Lisa Goldstein (born Elizabeth Joy Goldstein on November 21, 1953) is an American fantasy and science fiction writer whose work has been nominated for Nebula, Hugo, and World Fantasy Awards.  Her 1982 novel The Red Magician won a National Book Award in the one-year category Original Paperback

and was praised by Philip K. Dick shortly before his death. Her 2011 novel, The Uncertain Places, won the 2012 Mythopoeic Fantasy Award for Adult Literature, and her short story, "Paradise Is a Walled Garden," won the 2011 Sidewise Award for Best Short-Form Alternate History.

Biography
Goldstein's father was Heinz Jurgen "Harry" Goldstein (born June 8, 1922 in Krefeld, Germany; died May 24, 1974 in Los Angeles), a survivor of Bergen-Belsen concentration camp; her mother, Miriam Roth (born April 8, 1922 in Mukachevo, Czechoslovakia; died October 12, 2011 in Los Angeles), survived the extermination camp Auschwitz. Her parents came to the United States in 1947 and met in an ESL class.

She has written two high fantasy novels, Daughter of Exile and The Divided Crown, under the pen name "Isabel Glass". Her publisher recommended a pseudonym because they differ so much from her other work. "Isabel" is from Point Isabel Regional Shoreline, a local park which includes a dog run. "Glass" fits the Tor Books standard for pseudonyms, short surnames in the first half of the alphabet.

She married Douglas A. Asherman in 1986, and lives in Oakland, California.

Bibliography

Novels

 The Red Magician (1982)
 The Dream Years (1985)
 A Mask for the General (1987)
 Tourists (1989)
 Strange Devices of the Sun and Moon (1993)
 Summer King, Winter Fool (1994)
 Walking the Labyrinth (1996)
 Dark Cities Underground (1999)
 The Alchemist's Door (2002)

EXTRACTED ENTRIES
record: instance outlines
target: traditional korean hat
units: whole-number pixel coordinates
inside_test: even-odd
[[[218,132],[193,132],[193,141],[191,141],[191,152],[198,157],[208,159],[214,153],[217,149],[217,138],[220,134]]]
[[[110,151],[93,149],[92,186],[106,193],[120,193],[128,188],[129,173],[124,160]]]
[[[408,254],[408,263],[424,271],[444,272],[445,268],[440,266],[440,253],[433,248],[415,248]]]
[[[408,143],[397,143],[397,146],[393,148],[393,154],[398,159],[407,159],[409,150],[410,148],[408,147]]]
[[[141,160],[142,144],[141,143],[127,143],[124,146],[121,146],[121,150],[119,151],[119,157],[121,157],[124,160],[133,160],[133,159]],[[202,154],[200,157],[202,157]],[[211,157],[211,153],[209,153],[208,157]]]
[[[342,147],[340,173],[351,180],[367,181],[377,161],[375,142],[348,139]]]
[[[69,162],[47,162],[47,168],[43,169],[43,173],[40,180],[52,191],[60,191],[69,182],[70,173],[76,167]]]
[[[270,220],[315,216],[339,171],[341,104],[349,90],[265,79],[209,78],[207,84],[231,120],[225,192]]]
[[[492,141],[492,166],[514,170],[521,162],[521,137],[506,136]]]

EXERCISE SET
a) According to the Lisa Goldstein biography, what pen name did she use for her two high fantasy novels?
b) Reproduce all the rows with "even-odd" swapped for "nonzero", leaving everything else unchanged.
The Lisa Goldstein biography has no connection to the rows.

PER-TASK ANSWERS
a) Isabel Glass

b)
record: instance outlines
target: traditional korean hat
units: whole-number pixel coordinates
inside_test: nonzero
[[[218,132],[193,132],[193,141],[191,141],[191,152],[198,157],[208,159],[214,153],[217,149],[217,138],[220,134]]]
[[[110,151],[93,149],[92,186],[106,193],[120,193],[128,188],[129,173],[124,160]]]
[[[408,254],[408,263],[424,271],[444,272],[445,268],[440,266],[440,253],[433,248],[415,248]]]
[[[408,143],[397,143],[397,146],[393,148],[393,154],[398,159],[407,159],[409,150],[410,148],[408,147]]]
[[[141,160],[142,144],[141,143],[127,143],[124,146],[121,146],[121,150],[119,151],[119,157],[121,157],[124,160],[133,160],[133,159]],[[202,154],[200,157],[202,157]],[[211,157],[211,153],[209,153],[208,157]]]
[[[342,147],[340,173],[351,180],[367,181],[377,161],[375,142],[348,139]]]
[[[69,162],[47,162],[47,168],[43,169],[43,173],[40,180],[52,191],[60,191],[69,182],[70,173],[76,167]]]
[[[270,220],[315,216],[339,171],[341,104],[349,90],[265,79],[209,78],[207,84],[231,120],[225,192]]]
[[[492,141],[492,166],[514,170],[521,162],[521,137],[506,136]]]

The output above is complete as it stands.